• [Text shown]
┄┄┄┄┄┄

In effect, their campaign process is relatively simple – inflate, manipulate, exaggerate, hyperventilate – then repeat ad nauseam.
However, these groups are far from squeaky clean when it comes to their own conduct, as evidenced by the following examples:
- In the mid-1980s, Greenpeace used a film called ‘Goodbye Joey’ as a successful fundraiser in Europe and the United States, which allegedly showed Australian farmers mutilating live kangaroos. The two farmers in the film were convicted for their conduct, however following the farmers’ testimony, the court concluded that they had been paid by the film crew to perform the cruelty on the kangaroos.
- In 2013, North America's third biggest paper maker, Resolute Forest Products of Canada, commenced a number of court proceedings against Greenpeace, which were grounded in racketeering, tortuous interference, defamation, conspiracy and trademark violations. Resolute tossed out the usual corporate appeasement playbook and forged a new path, largely due to the relentless campaign waged by Greenpeace.
- The Resolute court documents allege, amongst other things, that: ‘For years … Greenpeace has fraudulently induced people throughout the United States and the world to donate millions of dollars based on materially false and misleading claims about its purported environmental purpose and its 'campaigns' against targeted companies.’; and, ‘Maximising donations, not saving the environment, is Greenpeace's true objective. Consequently, its campaigns are consistently based on sensational misinformation untethered to facts or science, but crafted instead to induce strong emotions and, thereby, donations.’
I would submit that for most of the Australian agricultural industry, this pleading has an uncanny ring to it when it comes to certain animal rights groups.

┄┄┄┄┄┄

• [Recorded data]
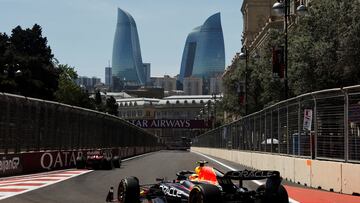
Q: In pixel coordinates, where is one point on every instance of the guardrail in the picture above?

┄┄┄┄┄┄

• [Questions on the material]
[a] List every ground on which the passage on Greenpeace says Resolute Forest Products based its court proceedings against Greenpeace.
[b] Transcribe the stretch of the passage on Greenpeace from "However, these groups" through "on the kangaroos.".

• [Expected results]
[a] racketeering, tortuous interference, defamation, conspiracy, trademark violations

[b]
However, these groups are far from squeaky clean when it comes to their own conduct, as evidenced by the following examples:
- In the mid-1980s, Greenpeace used a film called ‘Goodbye Joey’ as a successful fundraiser in Europe and the United States, which allegedly showed Australian farmers mutilating live kangaroos. The two farmers in the film were convicted for their conduct, however following the farmers’ testimony, the court concluded that they had been paid by the film crew to perform the cruelty on the kangaroos.